**PAGE EXCERPT:**
* * * *

I’m going to tell you a story now. You won’t believe me, and that’s ok. But this is a true story and one of the top experiences of the trip for me. Here goes.
Bonnie has friends who have been to Ubud, I believe a number of times, and they told her about going to visit a Hindu healer. There are healers of the spirit and healers of the body (or something similar). I didn’t understand the difference between the spirit ones and the body ones because, for instance, when someone has a cold, they go to the spirit healer to see whether he can fix whatever it is. If not, he sends them on to a doctor. I’m not sure why that’s not a “body” thing rather than a “spirit” thing.
Going to see a healer was one of the must-do things on Bonnie’s list. Bonnie being Bonnie, she said if I didn’t want to go, it was completely fine, she would go after I left. I wasn’t wild about going because, honestly, I didn’t believe in it. But, in the end, I thought why not. I’ve flown 10,000 miles from home all by my lonesome, I’ve visited my first mosque, I’m a crazy woman. I can go to a healer. I said, ok fine, let’s go see the spirit guy.
Wayan, of course, knows the best healers; the ones that aren’t about collecting tourists’ money. He took us to this house that, like all houses there, was a compound of different buildings, including a temple. The healer (whose name I don’t recall) arrived a little later, wearing old shorts and a raggedy t-shirt. He’d been out in the fields picking herbs for medicines, and was chewing on something that made his saliva blood red. It gathered at the corners of his mouth, threatening to roll down his face.
If it had been night time in Romania, I’d have been out of there.
He wrapped sarongs around us and then had us sit at the edge of the structure his shrine was in. Half the structure was completely open to the outside; the rest was enclosed. The structure had a gerbil clock on the wall. It looked something like this.

* * * *

**REQUIRED ACTION:**
Condense the paragraph in the Ubud healer story that opens "Wayan, of course, knows the best healers" into a shorter version that keeps its main facts.

**PROVIDED MATERIAL:**

* * * *

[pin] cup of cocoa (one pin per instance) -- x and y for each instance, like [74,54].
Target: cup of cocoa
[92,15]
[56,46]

* * * *

**PROBLEM SOLUTION:**
Wayan, who knows the healers not out to collect tourists' money, took us to a house that, like all houses there, was a compound of buildings, including a temple. The healer, whose name isn't recalled, arrived later in old shorts and a raggedy t-shirt. He had been picking herbs for medicines in the fields and was chewing something that turned his saliva blood red and gathered at the corners of his mouth.